### What to work on
[1] In the article on the Sock Hop & Cork Pop, how much of each $100 ticket is tax-deductible?
[2] Continue the article about the Sock Hop & Cork Pop from its last sentence.

Sock Hop & Cork Pop open to public Dec. 2

The Farragut community is invited to join Rotary Club of Farragut members at a Sock Hop & Cork Pop from 6 to 9 p.m., Friday, Dec. 2, in Farragut Community Center, 239 Jamestowne Blvd.

“It will be monumental — the bees knees,” said Scott Brockamp, RCF event and fundraising co-chairman with Jerry Schwallier.

This year’s event will take attendees back to the 1950s with live music planned, as well as a catered dinner, dancing, wine and hopefully a silent and live auction.

“We’ll have some seeing how low they can go under the limbo stick, and it’ll be fun to see who wins the dance contest,” RCF public image chairman Tom King stated in his Oct. 16 Flagship newsletter.

“It’s a big fundraiser for us this year, and we want it to be a big success,” Schwallier said during RCF’s meeting in Fox Den Country Club Wednesday, Oct. 12.

Tickets are a $100 per person, which goes to Rotary Club of Farragut Foundation, of which $75 will be tax-deductible.

They can be purchased online on Rotary Club of Farragut’s website, www.faragutrotary.org

“We’ve had a $10,000 anonymous donor (providing) matching (funds),” Schwallier said. “So, we’re raising sponsorships and funds toward that matching donation.”

Open to the public, this is the club’s biggest fundraiser of the year, so it can provide its many community projects, he said.

“We’re also doing the corporate sponsors,” added Schwallier, also noting businesses do not have to be club members to be a sponsor.

“We’re promoting it to corporations and businesses throughout Farragut. Even the event is not simply for Rotarians; it’s open to the public.

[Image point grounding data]
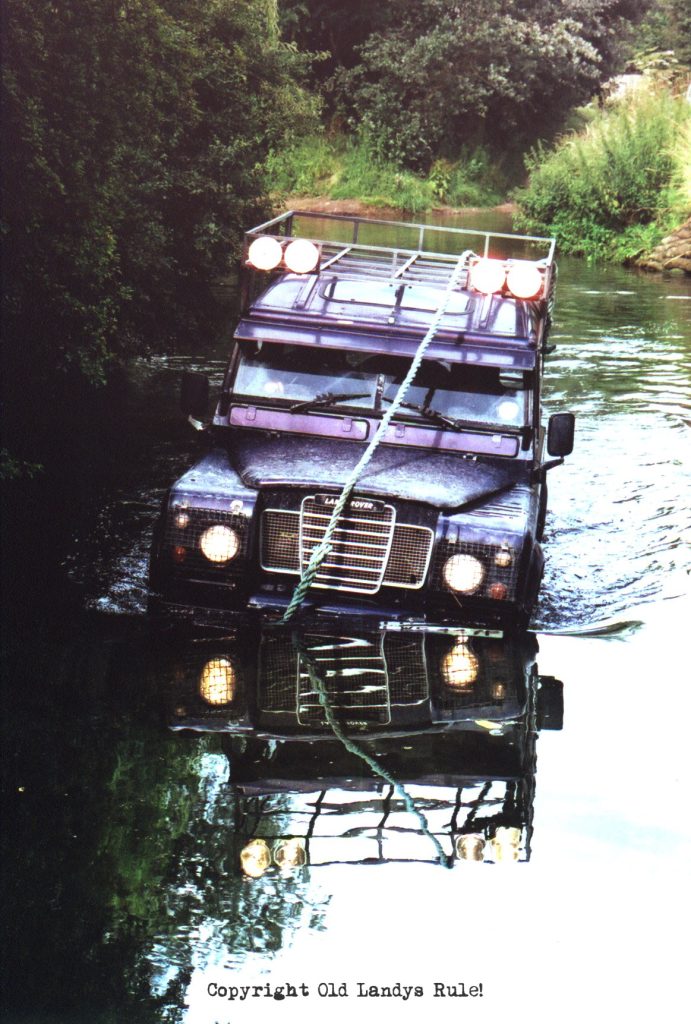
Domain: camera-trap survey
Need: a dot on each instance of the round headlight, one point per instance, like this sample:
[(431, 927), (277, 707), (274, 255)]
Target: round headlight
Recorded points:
[(301, 256), (507, 843), (255, 858), (524, 281), (464, 572), (219, 544), (487, 275), (264, 253), (217, 682), (459, 668), (470, 847)]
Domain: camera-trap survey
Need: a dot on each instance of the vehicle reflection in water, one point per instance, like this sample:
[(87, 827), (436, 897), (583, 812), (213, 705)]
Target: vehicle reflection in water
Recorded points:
[(370, 749)]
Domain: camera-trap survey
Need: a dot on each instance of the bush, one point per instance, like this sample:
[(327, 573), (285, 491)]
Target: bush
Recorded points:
[(612, 187), (352, 168)]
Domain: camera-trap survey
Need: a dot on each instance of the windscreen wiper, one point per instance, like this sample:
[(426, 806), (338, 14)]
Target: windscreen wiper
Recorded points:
[(328, 398), (434, 415)]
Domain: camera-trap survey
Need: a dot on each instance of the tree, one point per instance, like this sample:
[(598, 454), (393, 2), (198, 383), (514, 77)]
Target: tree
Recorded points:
[(135, 134), (444, 73)]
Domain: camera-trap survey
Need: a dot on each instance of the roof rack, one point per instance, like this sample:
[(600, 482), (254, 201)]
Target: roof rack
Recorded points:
[(423, 254)]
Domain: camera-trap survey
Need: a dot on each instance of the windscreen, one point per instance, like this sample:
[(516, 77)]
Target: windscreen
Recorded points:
[(287, 375)]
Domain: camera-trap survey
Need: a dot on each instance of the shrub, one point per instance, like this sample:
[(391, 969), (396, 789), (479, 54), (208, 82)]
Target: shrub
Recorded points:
[(609, 181)]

### Results for each task
[1] $75 of each ticket is tax-deductible.

[2]
Saying he’s fairly new to RCF, “It helps me get to know our members and, in my prior life as a banker, I’ve raised funds before and did fundraising,” Schwallier said.

The annual fundraising event, normally a wine-tasting and dinner, had been on hiatus for three years because of COVID, he said.

“But it really gives us the ability to do the service projects,” Schwallier added.

RCF’s Scott Bertini and Julie Blaylock are co-chairs of those service projects, “so this kind of fundraising allows these service projects to go forward, and it works both ways — not only in terms of dollars but also volunteers, he said.”

Among many, the projects have included a toy drive for East Tennessee Children’s Hospital, cleaning up a school, building beds for children in need, reading to school children and installing Little Libraries in the community.

“We gave volunteer work and money,” Schwallier added.

With funds going to Rotary Club of Farragut Foundation (a 501(c)3), “it helps build the club’s endowment,” he said. “The foundation is the keeper of the funds (for the projects).”